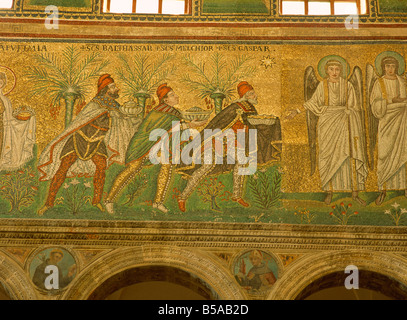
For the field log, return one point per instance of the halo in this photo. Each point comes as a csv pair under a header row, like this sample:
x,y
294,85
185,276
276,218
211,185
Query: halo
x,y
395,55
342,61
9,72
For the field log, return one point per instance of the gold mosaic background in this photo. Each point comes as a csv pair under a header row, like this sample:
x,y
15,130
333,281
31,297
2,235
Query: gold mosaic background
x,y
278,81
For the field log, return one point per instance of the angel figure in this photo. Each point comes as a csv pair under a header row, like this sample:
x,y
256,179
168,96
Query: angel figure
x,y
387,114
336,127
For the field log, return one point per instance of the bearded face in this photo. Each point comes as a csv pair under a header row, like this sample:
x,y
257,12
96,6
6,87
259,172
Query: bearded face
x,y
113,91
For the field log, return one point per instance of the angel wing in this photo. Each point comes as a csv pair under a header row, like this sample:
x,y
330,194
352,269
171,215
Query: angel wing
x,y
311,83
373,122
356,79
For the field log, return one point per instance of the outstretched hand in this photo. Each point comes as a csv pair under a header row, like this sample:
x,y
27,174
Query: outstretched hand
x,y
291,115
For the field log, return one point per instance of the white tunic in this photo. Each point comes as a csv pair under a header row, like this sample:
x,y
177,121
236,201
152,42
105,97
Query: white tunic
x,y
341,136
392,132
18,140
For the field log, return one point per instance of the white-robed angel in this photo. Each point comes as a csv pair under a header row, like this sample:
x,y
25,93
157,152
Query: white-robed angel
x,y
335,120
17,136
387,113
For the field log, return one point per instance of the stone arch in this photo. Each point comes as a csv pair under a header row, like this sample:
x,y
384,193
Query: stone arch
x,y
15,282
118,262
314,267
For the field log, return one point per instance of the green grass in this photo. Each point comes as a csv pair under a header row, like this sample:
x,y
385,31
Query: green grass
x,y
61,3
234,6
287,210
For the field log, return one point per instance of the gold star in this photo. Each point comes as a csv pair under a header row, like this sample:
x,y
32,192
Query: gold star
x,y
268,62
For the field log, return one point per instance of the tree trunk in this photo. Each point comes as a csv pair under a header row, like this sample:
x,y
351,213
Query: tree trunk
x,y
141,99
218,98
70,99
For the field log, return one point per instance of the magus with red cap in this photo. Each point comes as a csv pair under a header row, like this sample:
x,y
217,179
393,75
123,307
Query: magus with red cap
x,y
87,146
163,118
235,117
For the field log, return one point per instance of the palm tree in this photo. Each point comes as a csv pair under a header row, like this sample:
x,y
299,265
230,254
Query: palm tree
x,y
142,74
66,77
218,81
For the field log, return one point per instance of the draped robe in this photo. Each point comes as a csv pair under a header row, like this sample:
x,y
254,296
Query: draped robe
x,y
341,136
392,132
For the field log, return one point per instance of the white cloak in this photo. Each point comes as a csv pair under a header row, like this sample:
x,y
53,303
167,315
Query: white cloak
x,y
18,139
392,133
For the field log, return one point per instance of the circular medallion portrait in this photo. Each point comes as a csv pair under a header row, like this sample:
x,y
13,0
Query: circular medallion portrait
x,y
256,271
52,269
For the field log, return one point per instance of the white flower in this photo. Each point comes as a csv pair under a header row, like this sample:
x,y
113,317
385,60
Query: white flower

..............................

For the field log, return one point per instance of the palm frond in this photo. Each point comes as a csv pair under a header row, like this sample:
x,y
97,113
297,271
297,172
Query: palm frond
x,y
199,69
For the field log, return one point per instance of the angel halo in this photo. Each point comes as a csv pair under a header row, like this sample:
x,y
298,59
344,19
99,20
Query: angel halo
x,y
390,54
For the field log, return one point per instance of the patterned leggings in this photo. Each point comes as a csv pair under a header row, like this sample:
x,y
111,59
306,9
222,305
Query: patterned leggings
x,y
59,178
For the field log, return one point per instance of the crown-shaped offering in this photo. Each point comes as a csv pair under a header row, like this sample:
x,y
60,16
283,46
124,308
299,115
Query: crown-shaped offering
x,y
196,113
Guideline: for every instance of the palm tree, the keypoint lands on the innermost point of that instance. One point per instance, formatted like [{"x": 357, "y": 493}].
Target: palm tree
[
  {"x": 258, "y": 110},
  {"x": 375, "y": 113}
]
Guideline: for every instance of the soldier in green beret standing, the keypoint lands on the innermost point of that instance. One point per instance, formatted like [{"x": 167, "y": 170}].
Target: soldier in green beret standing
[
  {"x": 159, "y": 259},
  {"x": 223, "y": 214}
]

..............................

> [Problem description]:
Search the lines above for the string "keypoint" and copy each line that has it.

> [Problem solution]:
Guideline: for every instance of the palm tree, the keypoint lands on the innermost point of that instance. One point per instance, formatted like [{"x": 357, "y": 493}].
Guideline: for every instance of the soldier in green beret standing, the keypoint lands on the innermost point of that instance. One point per instance, formatted like [{"x": 167, "y": 170}].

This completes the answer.